— Start THE INPUT —
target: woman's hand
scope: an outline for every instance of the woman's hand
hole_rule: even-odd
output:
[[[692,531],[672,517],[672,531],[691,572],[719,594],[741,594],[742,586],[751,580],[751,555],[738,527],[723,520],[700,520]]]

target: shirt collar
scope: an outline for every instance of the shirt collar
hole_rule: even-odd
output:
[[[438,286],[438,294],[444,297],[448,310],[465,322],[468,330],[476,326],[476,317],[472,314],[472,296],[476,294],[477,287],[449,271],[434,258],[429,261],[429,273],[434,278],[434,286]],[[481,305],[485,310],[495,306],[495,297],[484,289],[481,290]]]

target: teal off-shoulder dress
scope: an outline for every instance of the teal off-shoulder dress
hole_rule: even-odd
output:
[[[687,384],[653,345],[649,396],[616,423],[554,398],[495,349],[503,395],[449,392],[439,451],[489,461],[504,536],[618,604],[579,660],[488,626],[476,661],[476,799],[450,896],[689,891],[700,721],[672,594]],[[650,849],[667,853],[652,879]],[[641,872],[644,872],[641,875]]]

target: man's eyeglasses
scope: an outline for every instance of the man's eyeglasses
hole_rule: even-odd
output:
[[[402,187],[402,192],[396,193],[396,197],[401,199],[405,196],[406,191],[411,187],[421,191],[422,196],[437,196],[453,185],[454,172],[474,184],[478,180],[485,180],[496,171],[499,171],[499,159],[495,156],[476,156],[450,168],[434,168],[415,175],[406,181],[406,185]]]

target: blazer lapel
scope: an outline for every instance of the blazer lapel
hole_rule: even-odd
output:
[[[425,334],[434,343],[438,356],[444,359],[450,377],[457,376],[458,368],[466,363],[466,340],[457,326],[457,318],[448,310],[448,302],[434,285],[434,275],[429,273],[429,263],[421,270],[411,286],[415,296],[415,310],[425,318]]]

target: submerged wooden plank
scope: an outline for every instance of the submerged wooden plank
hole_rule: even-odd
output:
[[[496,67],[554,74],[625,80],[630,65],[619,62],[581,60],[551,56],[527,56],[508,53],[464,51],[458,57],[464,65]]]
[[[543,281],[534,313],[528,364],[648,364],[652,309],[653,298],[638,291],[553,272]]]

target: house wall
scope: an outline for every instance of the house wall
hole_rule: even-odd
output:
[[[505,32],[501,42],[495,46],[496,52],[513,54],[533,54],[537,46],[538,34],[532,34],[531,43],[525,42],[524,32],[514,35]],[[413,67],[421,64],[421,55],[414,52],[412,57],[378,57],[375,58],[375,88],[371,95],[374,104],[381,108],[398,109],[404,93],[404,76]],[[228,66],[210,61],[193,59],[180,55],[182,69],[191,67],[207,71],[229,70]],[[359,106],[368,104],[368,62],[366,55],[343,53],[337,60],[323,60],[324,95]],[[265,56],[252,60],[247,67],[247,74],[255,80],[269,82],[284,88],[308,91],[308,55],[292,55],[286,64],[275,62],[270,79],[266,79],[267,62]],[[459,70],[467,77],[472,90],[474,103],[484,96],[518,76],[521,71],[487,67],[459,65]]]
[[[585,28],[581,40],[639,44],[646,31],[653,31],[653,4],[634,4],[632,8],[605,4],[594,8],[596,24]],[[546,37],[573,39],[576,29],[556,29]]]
— End THE INPUT —
TASK TO COMPLETE
Copy each entry exactly, with nothing added or dropped.

FINAL RESULT
target: woman's hand
scope: an outline for every instance of the woman's hand
hole_rule: even-odd
output:
[[[692,531],[672,517],[672,531],[691,572],[719,594],[741,594],[742,586],[751,580],[751,555],[738,527],[723,520],[700,520]]]

target: shirt collar
scope: an outline for every instance of the shirt collar
hole_rule: even-odd
output:
[[[438,286],[438,294],[444,297],[448,310],[465,322],[468,330],[476,326],[476,317],[472,314],[472,296],[476,294],[477,287],[449,271],[434,258],[429,261],[429,273],[434,278],[434,286]],[[481,305],[485,310],[495,306],[495,297],[484,289],[481,290]]]

target: teal off-shoulder dress
scope: an outline for every instance of the teal off-shoulder dress
hole_rule: even-odd
output:
[[[687,384],[653,345],[649,396],[616,423],[554,398],[495,349],[503,395],[449,392],[439,451],[489,461],[504,536],[618,604],[579,660],[488,626],[476,661],[476,799],[450,896],[689,891],[700,721],[672,594]],[[650,849],[667,853],[652,879]],[[641,872],[644,872],[641,875]]]

target: man's eyeglasses
scope: an outline for every instance of the man's eyeglasses
hole_rule: even-odd
output:
[[[402,187],[402,192],[396,193],[396,197],[401,199],[405,196],[406,191],[411,187],[421,191],[422,196],[437,196],[453,185],[454,172],[474,184],[478,180],[485,180],[496,171],[499,171],[499,159],[495,156],[476,156],[450,168],[434,168],[415,175],[406,181],[406,185]]]

target: blazer lapel
scope: an outline for every instance of the blazer lapel
hole_rule: even-odd
output:
[[[425,334],[434,343],[438,356],[444,359],[450,377],[457,376],[458,368],[466,363],[466,340],[457,326],[457,318],[448,310],[448,302],[434,285],[434,275],[429,273],[429,263],[421,270],[411,286],[415,296],[415,310],[425,318]]]

target: submerged wooden plank
scope: an outline for every instance of the submerged wooden plank
hole_rule: even-odd
output:
[[[496,67],[554,74],[625,80],[630,65],[619,62],[581,60],[551,56],[527,56],[508,53],[464,51],[458,57],[464,65]]]
[[[543,281],[534,313],[528,364],[648,364],[652,309],[653,298],[638,291],[553,272]]]

target: house wall
scope: an outline for every instance of the house wall
hole_rule: even-odd
output:
[[[505,32],[501,42],[495,46],[496,52],[513,54],[533,54],[537,46],[538,34],[532,34],[531,43],[525,42],[524,32],[514,35]],[[413,67],[421,64],[421,55],[414,52],[412,57],[378,57],[375,58],[375,88],[371,95],[374,104],[381,108],[398,109],[404,93],[404,76]],[[228,66],[210,61],[193,59],[180,55],[182,69],[191,67],[207,71],[229,70]],[[359,106],[368,104],[368,62],[366,55],[343,53],[337,60],[323,60],[324,95]],[[265,56],[252,60],[247,67],[247,74],[255,80],[269,82],[284,88],[308,91],[308,55],[292,55],[286,64],[275,62],[270,79],[266,79],[267,62]],[[459,70],[467,77],[472,90],[474,103],[484,96],[518,76],[521,71],[487,67],[459,65]]]
[[[585,28],[581,40],[639,44],[646,31],[653,31],[653,4],[634,4],[632,8],[605,4],[594,8],[596,24]],[[546,37],[573,39],[576,29],[556,29]]]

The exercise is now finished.